### Data section ###
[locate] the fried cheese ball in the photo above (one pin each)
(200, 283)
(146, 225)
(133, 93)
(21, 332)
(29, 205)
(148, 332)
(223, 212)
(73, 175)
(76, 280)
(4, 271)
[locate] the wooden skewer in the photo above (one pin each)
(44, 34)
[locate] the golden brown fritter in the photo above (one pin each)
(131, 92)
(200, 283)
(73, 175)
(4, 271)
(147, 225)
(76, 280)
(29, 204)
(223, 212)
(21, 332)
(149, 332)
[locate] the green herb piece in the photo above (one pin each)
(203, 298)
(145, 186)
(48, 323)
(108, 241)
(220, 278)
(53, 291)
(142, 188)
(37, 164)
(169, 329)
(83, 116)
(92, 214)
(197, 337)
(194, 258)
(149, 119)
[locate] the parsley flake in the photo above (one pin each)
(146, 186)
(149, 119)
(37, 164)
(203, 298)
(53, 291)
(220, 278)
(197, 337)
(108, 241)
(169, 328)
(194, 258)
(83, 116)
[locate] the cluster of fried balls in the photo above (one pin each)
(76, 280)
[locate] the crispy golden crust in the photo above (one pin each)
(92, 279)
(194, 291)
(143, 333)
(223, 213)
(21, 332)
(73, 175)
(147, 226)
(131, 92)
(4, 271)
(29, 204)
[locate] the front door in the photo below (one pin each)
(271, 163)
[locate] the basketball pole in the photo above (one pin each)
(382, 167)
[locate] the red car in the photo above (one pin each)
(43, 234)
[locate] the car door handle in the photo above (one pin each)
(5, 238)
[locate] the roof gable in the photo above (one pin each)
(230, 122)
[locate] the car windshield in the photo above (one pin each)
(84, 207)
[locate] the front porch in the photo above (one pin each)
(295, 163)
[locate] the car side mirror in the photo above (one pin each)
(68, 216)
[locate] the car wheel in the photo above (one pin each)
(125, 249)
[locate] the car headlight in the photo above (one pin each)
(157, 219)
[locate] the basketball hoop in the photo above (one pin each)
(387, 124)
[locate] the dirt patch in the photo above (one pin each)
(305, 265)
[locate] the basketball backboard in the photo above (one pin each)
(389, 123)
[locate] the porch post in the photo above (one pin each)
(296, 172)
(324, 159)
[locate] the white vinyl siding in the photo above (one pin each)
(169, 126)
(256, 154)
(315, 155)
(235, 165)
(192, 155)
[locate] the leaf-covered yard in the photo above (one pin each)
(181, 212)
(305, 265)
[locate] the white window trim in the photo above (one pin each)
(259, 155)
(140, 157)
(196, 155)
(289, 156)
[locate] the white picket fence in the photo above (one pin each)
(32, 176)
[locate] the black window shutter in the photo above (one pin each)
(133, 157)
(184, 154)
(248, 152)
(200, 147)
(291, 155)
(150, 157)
###
• **Task statement**: Look above for the line containing "[locate] the white vinyl", then transcribe it and all lines after it through the last, exactly and with nothing else.

• **Result for this exercise**:
[locate] the white vinyl siding in the photo above (one pin each)
(169, 126)
(256, 154)
(315, 155)
(235, 165)
(192, 155)
[locate] the leaf-covered yard in the photo above (one pin each)
(181, 212)
(305, 265)
[locate] the white window trim in the photo above (one pin each)
(259, 155)
(140, 157)
(196, 155)
(289, 156)
[locate] the white picket fence in the photo above (one pin each)
(32, 176)
[locate] the black window shutter in the photo above (one pin each)
(133, 157)
(184, 154)
(248, 152)
(200, 147)
(291, 155)
(150, 157)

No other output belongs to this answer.